Arbeitsauftrag 1.
Zähle, in wie vielen Zeilen der Datensätze die Zeichenfolge „bark“ vorkommt. Gib nur diese Zahl an.

Ausgewählter Auszug.
* * *

Aber erst mal eben nur, was mein Studium betrifft. Dass keine Lehrveranstaltungen mehr mit physischer Präsenz abgehalten werden, heißt ja aber nicht, dass der Unibetrieb zum Erliegen käme. Im Gegenteil, die Schließung der Uni bringt ganz neue Möglichkeiten mit sich. So stellen wir uns gerade auf „home learning“ um. Für mich eine ganz neue Arbeitsform. Meine Seminare laufen nun – mehr oder weniger erfolgreich – per Videokonferenz oder wir bekommen, wenn Technik mal wieder nicht das tut, was sie soll, Aufgaben zum Selbststudium, die wir dann online einreichen müssen. Und in einer Woche halte ich – online – meine erste Präsentation. Um diese mit meinen Kommilitonen (in Wien sagt man übrigens „Kollegen“) vorzubereiten „treffen“ wir uns regelmäßig per Skype. Ungewohnt aber funktioniert doch besser ich dachte. Trotzdem ziehe ich es vor, mich persönlich zu treffen. Das geht aber momentan leider nicht. Warum?

* * *

Arbeitsauftrag 2.
Schreibe den Auszug über das Studium während der Uni-Schließung nach seinem letzten Satz weiter.

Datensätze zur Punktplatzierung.
* * *

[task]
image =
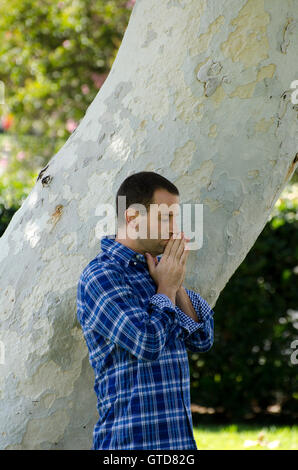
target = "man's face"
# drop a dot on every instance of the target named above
(163, 219)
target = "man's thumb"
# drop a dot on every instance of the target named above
(150, 261)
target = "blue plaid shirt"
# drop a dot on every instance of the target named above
(138, 342)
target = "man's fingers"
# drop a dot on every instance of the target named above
(185, 254)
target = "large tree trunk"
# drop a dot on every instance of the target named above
(199, 92)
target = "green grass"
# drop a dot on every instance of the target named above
(232, 437)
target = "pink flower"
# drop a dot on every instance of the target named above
(20, 156)
(130, 3)
(71, 125)
(66, 43)
(85, 89)
(3, 162)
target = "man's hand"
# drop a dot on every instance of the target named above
(170, 271)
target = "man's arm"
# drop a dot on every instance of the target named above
(197, 316)
(108, 306)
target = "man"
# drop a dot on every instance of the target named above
(138, 322)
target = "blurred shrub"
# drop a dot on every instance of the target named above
(249, 367)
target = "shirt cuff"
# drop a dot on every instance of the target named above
(200, 305)
(188, 323)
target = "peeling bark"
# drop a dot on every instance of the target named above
(199, 92)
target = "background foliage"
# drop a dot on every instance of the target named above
(54, 57)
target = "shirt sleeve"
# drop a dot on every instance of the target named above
(200, 335)
(112, 309)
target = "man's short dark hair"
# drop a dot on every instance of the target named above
(139, 188)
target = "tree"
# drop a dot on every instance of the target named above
(199, 92)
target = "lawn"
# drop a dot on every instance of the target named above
(246, 437)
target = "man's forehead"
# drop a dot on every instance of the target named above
(164, 208)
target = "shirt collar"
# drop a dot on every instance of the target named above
(120, 252)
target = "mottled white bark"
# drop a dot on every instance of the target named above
(199, 92)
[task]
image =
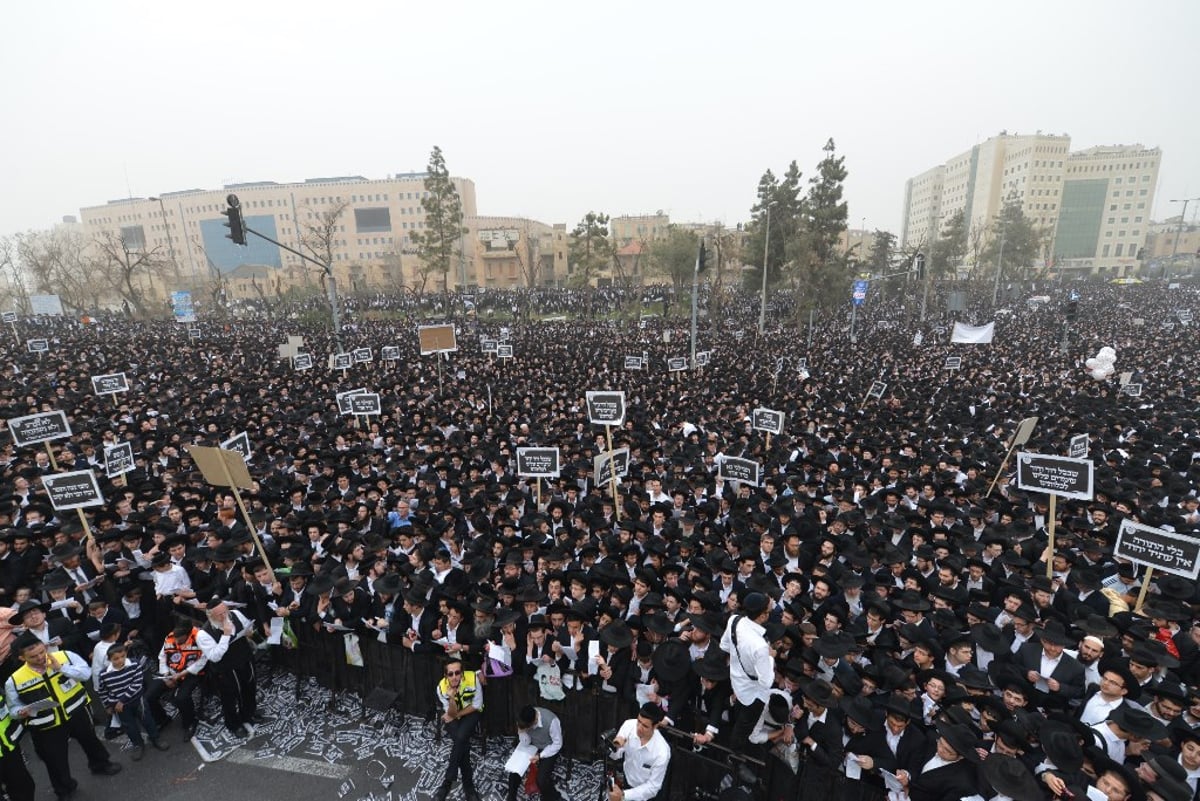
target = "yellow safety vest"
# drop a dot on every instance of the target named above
(33, 686)
(466, 694)
(10, 730)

* * *

Endergebnis 1.
2

Endergebnis 2.
Ausgangssperre für ganz Österreich
In einer Pressekonferenz am Wochenende verkündete Bundeskanzler Sebastian Kurz eine „Ausgangsbeschränkung“ für ganz Österreich. Seitdem gibt es nur noch drei Gründe, das Haus zu verlassen. Erstens: die Arbeit. Zweitens: dringend notwendige Besorgungen wie Lebensmittel und drittens: anderen Menschen helfen, die sich nicht selbst helfen können. Versammlungen sind verboten und es dürfen sich nicht mehr als fünf Personen an einem Ort treffen. Dies wird von der Polizei kontrolliert – und im Falle eines Verstoßes mit Bußgeld bestraft. Spazieren oder joggen gehen darf man zum Glück trotzdem noch. Aber nur alleine oder mit den Menschen, mit denen man zusammenwohnt. Zudem bleiben vorerst alle Geschäfte, Restaurants, Fitnessstudios etc. geschlossen – mit Ausnahme von Supermärkten und Apotheken natürlich.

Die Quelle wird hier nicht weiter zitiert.